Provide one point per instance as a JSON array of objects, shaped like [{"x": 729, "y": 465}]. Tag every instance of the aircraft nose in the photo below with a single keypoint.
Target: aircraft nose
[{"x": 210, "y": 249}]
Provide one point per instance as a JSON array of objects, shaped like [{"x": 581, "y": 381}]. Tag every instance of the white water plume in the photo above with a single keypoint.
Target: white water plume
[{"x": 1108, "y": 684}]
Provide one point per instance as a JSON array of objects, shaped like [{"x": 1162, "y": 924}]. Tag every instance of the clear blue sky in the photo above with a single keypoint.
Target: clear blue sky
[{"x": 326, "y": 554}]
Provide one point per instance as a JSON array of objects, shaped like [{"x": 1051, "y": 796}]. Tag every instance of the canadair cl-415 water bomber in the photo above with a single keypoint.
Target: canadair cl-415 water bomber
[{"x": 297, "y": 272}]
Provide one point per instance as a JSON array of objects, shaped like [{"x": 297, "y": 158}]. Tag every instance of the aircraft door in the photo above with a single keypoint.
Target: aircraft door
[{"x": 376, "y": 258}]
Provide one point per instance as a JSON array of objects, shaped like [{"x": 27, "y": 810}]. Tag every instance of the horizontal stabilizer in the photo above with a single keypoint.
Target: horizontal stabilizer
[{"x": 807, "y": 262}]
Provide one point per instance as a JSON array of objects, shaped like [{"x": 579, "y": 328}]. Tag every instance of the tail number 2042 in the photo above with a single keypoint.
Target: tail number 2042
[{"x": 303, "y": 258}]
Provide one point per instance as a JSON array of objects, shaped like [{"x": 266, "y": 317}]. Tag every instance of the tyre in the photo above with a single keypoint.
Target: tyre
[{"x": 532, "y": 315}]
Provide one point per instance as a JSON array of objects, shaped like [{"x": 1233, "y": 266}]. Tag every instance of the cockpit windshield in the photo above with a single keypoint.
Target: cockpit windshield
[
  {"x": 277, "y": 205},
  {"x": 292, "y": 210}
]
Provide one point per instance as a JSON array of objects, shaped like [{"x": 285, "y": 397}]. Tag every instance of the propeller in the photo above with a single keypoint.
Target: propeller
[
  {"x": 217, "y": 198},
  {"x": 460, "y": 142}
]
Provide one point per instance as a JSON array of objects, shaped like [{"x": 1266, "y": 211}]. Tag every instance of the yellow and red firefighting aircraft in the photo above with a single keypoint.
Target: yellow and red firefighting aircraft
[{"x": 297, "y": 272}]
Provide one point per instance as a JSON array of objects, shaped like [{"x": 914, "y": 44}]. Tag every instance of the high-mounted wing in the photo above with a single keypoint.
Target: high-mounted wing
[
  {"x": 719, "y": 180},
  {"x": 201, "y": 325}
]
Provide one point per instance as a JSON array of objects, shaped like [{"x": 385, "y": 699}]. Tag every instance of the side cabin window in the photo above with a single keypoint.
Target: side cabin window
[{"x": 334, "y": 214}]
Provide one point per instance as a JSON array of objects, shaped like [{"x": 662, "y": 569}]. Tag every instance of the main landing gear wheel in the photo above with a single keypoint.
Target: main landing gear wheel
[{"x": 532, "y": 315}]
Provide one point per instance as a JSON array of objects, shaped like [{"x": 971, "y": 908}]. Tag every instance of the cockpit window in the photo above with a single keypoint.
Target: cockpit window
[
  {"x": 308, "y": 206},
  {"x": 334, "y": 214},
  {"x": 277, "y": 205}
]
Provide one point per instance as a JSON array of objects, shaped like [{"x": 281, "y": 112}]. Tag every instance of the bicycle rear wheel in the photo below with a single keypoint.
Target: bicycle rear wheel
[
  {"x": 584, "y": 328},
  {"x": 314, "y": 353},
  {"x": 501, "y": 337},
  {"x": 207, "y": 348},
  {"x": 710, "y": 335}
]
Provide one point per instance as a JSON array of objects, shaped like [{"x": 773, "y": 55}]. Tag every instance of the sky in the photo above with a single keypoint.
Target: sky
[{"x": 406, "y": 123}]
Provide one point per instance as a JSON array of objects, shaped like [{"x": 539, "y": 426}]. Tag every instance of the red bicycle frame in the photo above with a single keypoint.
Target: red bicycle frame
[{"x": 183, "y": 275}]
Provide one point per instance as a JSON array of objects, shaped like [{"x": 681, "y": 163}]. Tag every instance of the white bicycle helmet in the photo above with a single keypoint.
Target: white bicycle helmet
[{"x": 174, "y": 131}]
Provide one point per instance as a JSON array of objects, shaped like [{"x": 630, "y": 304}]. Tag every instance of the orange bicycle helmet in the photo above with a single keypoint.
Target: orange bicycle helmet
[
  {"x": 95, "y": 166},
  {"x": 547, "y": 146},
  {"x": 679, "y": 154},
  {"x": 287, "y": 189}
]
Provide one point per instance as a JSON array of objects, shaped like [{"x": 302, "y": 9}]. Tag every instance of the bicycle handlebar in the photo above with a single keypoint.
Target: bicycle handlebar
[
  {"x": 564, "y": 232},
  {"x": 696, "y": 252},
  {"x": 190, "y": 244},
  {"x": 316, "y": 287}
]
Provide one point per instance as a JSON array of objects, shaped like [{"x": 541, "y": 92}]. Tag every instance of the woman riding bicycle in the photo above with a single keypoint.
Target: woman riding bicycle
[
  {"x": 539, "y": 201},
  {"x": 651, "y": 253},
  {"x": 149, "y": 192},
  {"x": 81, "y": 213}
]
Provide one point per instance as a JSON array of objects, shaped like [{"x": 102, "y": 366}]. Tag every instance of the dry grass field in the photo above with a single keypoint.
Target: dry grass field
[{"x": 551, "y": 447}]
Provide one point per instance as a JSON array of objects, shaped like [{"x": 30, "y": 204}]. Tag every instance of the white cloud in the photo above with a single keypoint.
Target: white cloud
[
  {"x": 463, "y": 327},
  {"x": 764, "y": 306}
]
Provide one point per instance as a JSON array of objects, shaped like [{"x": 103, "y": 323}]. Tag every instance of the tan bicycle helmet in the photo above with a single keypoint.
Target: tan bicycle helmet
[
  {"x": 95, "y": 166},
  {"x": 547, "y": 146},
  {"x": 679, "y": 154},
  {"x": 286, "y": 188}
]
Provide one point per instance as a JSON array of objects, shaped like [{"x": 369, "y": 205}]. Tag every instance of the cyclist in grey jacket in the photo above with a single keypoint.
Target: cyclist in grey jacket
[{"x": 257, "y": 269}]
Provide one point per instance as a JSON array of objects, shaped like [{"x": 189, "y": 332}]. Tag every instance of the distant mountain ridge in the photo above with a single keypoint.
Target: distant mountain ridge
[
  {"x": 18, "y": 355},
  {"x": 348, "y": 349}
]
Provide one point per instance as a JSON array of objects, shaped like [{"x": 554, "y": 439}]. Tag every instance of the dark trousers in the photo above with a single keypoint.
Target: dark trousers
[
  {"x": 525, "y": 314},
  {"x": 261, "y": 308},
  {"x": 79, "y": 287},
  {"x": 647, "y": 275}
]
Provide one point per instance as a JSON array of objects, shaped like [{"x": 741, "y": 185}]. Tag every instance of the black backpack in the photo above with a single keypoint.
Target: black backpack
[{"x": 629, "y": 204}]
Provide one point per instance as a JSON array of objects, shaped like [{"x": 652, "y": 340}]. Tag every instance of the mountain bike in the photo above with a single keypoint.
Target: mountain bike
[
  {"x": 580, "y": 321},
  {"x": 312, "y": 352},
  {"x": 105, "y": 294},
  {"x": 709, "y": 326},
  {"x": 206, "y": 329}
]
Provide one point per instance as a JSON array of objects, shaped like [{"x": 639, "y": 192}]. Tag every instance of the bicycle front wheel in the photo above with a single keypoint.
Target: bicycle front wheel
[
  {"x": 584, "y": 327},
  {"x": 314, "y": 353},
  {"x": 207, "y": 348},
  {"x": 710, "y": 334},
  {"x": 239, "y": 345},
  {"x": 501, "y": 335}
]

····················

● **WHAT THE EXERCISE ASKS**
The listing above needs to be retyped. Reproduce every line exactly.

● **RESPONSE FOR THIS EXERCISE**
Provide one point per instance as a JSON array of objects, shaped like [{"x": 729, "y": 465}]. Tag every instance of the aircraft nose in the photo below with a single keypoint.
Target: aircraft nose
[{"x": 210, "y": 249}]
Provide one point per instance as a JSON array of objects, shaped like [{"x": 581, "y": 381}]. Tag every instance of the white water plume in the photo above with a single keypoint.
Target: white water plume
[{"x": 1108, "y": 684}]
Provide one point per instance as a JSON array of objects, shaped like [{"x": 1162, "y": 924}]. Tag every instance of the clear blue sky in the photo above with a single keypoint.
Target: clear blue sky
[{"x": 326, "y": 554}]
Provide one point per instance as a JSON array of objects, shaped like [{"x": 1051, "y": 796}]. Tag every instance of the canadair cl-415 water bomber in the photo above with a single keypoint.
Target: canadair cl-415 water bomber
[{"x": 297, "y": 272}]
Provide one point per instance as a JSON array of objects, shaped like [{"x": 297, "y": 158}]. Tag every instance of the aircraft door in the photo above with a single keypoint.
Target: aircraft door
[{"x": 376, "y": 258}]
Provide one point per instance as a JSON array of objects, shaped like [{"x": 27, "y": 810}]. Tag every instance of the horizontal stabilizer in the photo above with a single keypoint.
Target: horizontal stabilizer
[{"x": 807, "y": 262}]
Provide one point per instance as a JSON array of objects, shaped like [{"x": 579, "y": 328}]. Tag every instance of the tail number 2042 in the photo above with a single keypoint.
Target: tail number 2042
[{"x": 303, "y": 258}]
Provide one point per instance as a JSON array of objects, shaped like [{"x": 266, "y": 317}]. Tag every instance of the tyre in the photo above with a single keypoint.
Target: tyre
[{"x": 532, "y": 315}]
Provide one point per instance as a JSON array of objects, shaped like [{"x": 1233, "y": 266}]. Tag every instance of the cockpit windshield in the photo above with a single keypoint.
Target: cockpit windshield
[
  {"x": 277, "y": 205},
  {"x": 292, "y": 210}
]
Provide one point per instance as a JSON array of objects, shaped like [{"x": 285, "y": 397}]. Tag every instance of the propeller in the photo above with a single keypoint.
Target: propeller
[
  {"x": 217, "y": 198},
  {"x": 460, "y": 142}
]
Provide one point per instance as a JSON array of objects, shaped like [{"x": 1266, "y": 211}]. Tag every instance of the yellow and red firefighting aircraft in the photo above with a single keypoint.
Target: yellow and red firefighting aircraft
[{"x": 297, "y": 272}]
Provide one point per instance as a JSON array of objects, shaped like [{"x": 914, "y": 44}]. Tag every instance of the high-mounted wing in the photo above with a single keypoint.
Target: high-mounted wing
[
  {"x": 719, "y": 180},
  {"x": 201, "y": 325}
]
Provide one point per instance as a JSON array of objects, shaped like [{"x": 385, "y": 699}]. Tag every instance of the side cabin window in the photo above with a single keypoint.
Target: side cabin window
[{"x": 334, "y": 214}]
Provide one point per instance as a JSON array of objects, shaped like [{"x": 662, "y": 569}]. Tag every instance of the main landing gear wheel in the photo above with a single keypoint.
Target: main landing gear wheel
[{"x": 532, "y": 315}]
Provide one point per instance as a JSON array of objects, shaped like [{"x": 971, "y": 908}]. Tag every instance of the cockpit window in the photo above with a single keypoint.
Target: cockpit window
[
  {"x": 308, "y": 206},
  {"x": 334, "y": 214},
  {"x": 277, "y": 205}
]
Provide one point per instance as a JSON array of objects, shaped like [{"x": 281, "y": 112}]. Tag every instance of the bicycle rear wheel in the photo below with a single keypoint.
Target: bicycle rear wheel
[
  {"x": 584, "y": 328},
  {"x": 314, "y": 353},
  {"x": 501, "y": 337},
  {"x": 207, "y": 348},
  {"x": 710, "y": 335}
]
Provide one point per instance as a JSON array of objects, shaped like [{"x": 773, "y": 55}]. Tag every instance of the sky in the photo above with a single keypoint.
Target: sky
[{"x": 406, "y": 123}]
Provide one point per instance as a JSON array of objects, shaped like [{"x": 539, "y": 426}]. Tag every instance of the red bicycle frame in the photo above with a single keypoint.
Target: red bicycle frame
[{"x": 183, "y": 275}]
Provide one point per instance as a JSON array of objects, shaped like [{"x": 681, "y": 163}]. Tag every instance of the white bicycle helmet in the photo above with a single keypoint.
Target: white bicycle helmet
[{"x": 174, "y": 131}]
Provide one point per instance as a JSON array of objects, shaped like [{"x": 630, "y": 304}]. Tag every instance of the orange bicycle helmet in the photo above with a single keypoint.
Target: orange bicycle helmet
[
  {"x": 95, "y": 166},
  {"x": 547, "y": 146},
  {"x": 679, "y": 154},
  {"x": 287, "y": 189}
]
Provide one point per instance as a JSON array of objects, shaped like [{"x": 302, "y": 9}]. Tag every instance of the bicycle handlebar in the photo above with a single keypoint.
Target: bicycle handlebar
[
  {"x": 564, "y": 232},
  {"x": 696, "y": 252},
  {"x": 190, "y": 244},
  {"x": 316, "y": 287}
]
Provide one point per instance as a JSON array of objects, shaped like [{"x": 541, "y": 92}]. Tag every instance of the woman riding bicycle in the photo above with a single keypoint.
Target: woman riding bicycle
[
  {"x": 539, "y": 201},
  {"x": 651, "y": 253},
  {"x": 149, "y": 192},
  {"x": 81, "y": 213}
]
Provide one point per instance as a JSON array of objects, shaped like [{"x": 102, "y": 366}]. Tag every instance of the dry grass field in the photo above with a single keypoint.
Target: dry grass field
[{"x": 551, "y": 447}]
Provide one point per instance as a JSON array of objects, shaped like [{"x": 30, "y": 204}]. Tag every instance of the white cloud in the photo above with a single keypoint.
Target: white cloud
[
  {"x": 463, "y": 327},
  {"x": 764, "y": 306}
]
Provide one point per instance as a JSON array of objects, shaped like [{"x": 103, "y": 323}]. Tag every instance of the tan bicycle helmet in the photo above with a single keypoint.
Target: tan bicycle helmet
[
  {"x": 95, "y": 166},
  {"x": 547, "y": 146},
  {"x": 679, "y": 154},
  {"x": 286, "y": 188}
]
Provide one point per instance as a JSON array of objects, shaped like [{"x": 369, "y": 205}]. Tag every instance of the cyclist in grey jacket in the photo above with a single keypoint.
Target: cyclist in grey jacket
[{"x": 257, "y": 269}]
Provide one point per instance as a JSON array of objects, shaped like [{"x": 189, "y": 332}]. Tag every instance of the distant mountain ridge in the photo above with a single keypoint.
Target: distant mountain ridge
[
  {"x": 18, "y": 355},
  {"x": 348, "y": 349}
]
Provide one point per instance as a JSON array of objects, shaped like [{"x": 554, "y": 439}]. Tag every instance of the dark trousers in the photo above with a single keypoint.
Target: dark trousers
[
  {"x": 525, "y": 314},
  {"x": 261, "y": 308},
  {"x": 79, "y": 287},
  {"x": 647, "y": 275}
]
Provide one point per instance as a JSON array of objects, shaped like [{"x": 741, "y": 185}]. Tag every instance of the black backpack in the photo above with a single keypoint.
Target: black backpack
[{"x": 629, "y": 204}]
Provide one point per instance as a JSON array of objects, shaped like [{"x": 652, "y": 340}]. Tag every instance of the mountain bike in the photo above with a single keypoint.
Target: mountain bike
[
  {"x": 580, "y": 321},
  {"x": 312, "y": 352},
  {"x": 105, "y": 294},
  {"x": 709, "y": 326},
  {"x": 206, "y": 329}
]
Provide one point per instance as a JSON array of objects, shaped like [{"x": 639, "y": 192}]. Tag every instance of the bicycle front wheel in the photo above with a single keypoint.
Target: bicycle front wheel
[
  {"x": 584, "y": 327},
  {"x": 314, "y": 353},
  {"x": 207, "y": 348},
  {"x": 710, "y": 334},
  {"x": 239, "y": 345},
  {"x": 501, "y": 335}
]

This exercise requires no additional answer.